— What you have to do —
Can you repeat every one of the items below word for word, leaving out the pictures?
------ Record set ------
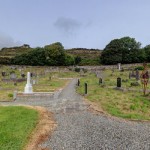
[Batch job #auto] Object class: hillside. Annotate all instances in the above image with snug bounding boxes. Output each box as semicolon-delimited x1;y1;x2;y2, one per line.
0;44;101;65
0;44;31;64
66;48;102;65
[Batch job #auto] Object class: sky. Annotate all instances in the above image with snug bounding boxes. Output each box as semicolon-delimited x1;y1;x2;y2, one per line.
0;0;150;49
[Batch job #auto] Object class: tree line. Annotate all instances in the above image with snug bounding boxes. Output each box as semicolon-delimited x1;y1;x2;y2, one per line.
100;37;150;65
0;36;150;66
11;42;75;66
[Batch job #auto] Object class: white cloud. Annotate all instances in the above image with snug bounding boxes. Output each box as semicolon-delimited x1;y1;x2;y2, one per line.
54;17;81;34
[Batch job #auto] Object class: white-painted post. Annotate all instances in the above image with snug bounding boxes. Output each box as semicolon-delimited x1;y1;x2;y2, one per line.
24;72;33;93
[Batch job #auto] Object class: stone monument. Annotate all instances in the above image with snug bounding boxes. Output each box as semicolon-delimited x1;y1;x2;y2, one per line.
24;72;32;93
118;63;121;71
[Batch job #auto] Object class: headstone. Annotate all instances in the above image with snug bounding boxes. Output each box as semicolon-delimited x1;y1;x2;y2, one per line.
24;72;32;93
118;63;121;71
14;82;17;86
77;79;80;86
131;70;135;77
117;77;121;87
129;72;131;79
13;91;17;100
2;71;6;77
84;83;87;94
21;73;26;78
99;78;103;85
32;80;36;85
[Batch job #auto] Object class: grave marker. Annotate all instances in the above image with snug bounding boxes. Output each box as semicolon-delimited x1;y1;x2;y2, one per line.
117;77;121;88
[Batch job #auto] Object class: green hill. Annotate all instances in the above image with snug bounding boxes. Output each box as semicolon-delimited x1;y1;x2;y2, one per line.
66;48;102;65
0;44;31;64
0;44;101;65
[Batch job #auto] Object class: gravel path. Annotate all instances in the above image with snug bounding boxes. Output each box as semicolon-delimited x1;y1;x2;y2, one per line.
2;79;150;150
------
— Result of the exercise —
[Batch job #auto] Object class: hillside. Annotate all instances in the above image with snug bounding boxes. Output each box as semicolon-delimited x1;y1;x2;y2, one per line.
0;44;101;65
0;44;31;64
66;48;102;65
[Batch job #auto] Object class: sky. Annotate all instances in the above image with snug bounding boxes. Output each box as semicolon-delimited x1;y1;x2;y2, one per line.
0;0;150;49
[Batch job #auto] Object class: tree line. Annotate all instances in the above image with snug bounding boxes. Output each box as semicolon-delimited x1;y1;x2;y2, one per line.
100;37;150;65
0;36;150;66
11;42;75;66
[Batch job #auto] Object class: white cloud. Annotate all instances in the above image with snug bounding boxes. Output each box as semicolon-delimited x1;y1;x2;y2, one per line.
54;17;81;34
[Batch job #auto] Object class: white-painted post. Annotate all instances in the above image with snug bounding boxes. Output each box as semicolon-delimited x1;y1;x2;y2, one per line.
24;72;33;93
[Batch job #auto] Object class: stone monument. Annotate all instances in the above image with snug bounding boxes. Output each box as semicolon-delimited x1;y1;x2;y2, one per line.
24;72;32;93
118;63;121;71
[Batch job #auto] Object class: headstone. Annotate all instances in the above image with snug bounding boxes. Output each box as semicolon-delimited x1;y1;x2;y2, one per line.
24;72;32;93
118;63;121;71
14;82;17;86
77;79;80;86
131;70;135;77
117;77;121;87
129;72;131;79
13;91;17;100
2;71;6;77
84;83;87;94
21;73;26;78
99;78;103;85
32;80;36;85
[Batch job #auto] Object class: grave marker. Annotate all instances in the above image with snug bounding boxes. Output each box as semicolon-delimited x1;y1;x2;y2, one per line.
117;77;121;88
[Batch job #auto] Object class: green hill. Annotate all instances in the above image with snug bounding boxes. Output each box as semicolon-delimited x1;y1;x2;y2, one per line.
66;48;102;65
0;44;31;64
0;44;101;65
[Batch job #auto] Object class: gravel path. Annotate all instances in the above image with snug bounding boxes. Output each box as semicolon-delimited x1;y1;x2;y2, one per line.
2;79;150;150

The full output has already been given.